* Begin Supplied material *
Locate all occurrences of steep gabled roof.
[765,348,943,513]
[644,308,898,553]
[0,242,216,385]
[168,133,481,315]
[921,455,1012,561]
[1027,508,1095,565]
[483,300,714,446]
* End Supplied material *
Copy out each line above that contains the word "steep", matching its capitalization exactly.

Locate all occurrences of steep gabled roof.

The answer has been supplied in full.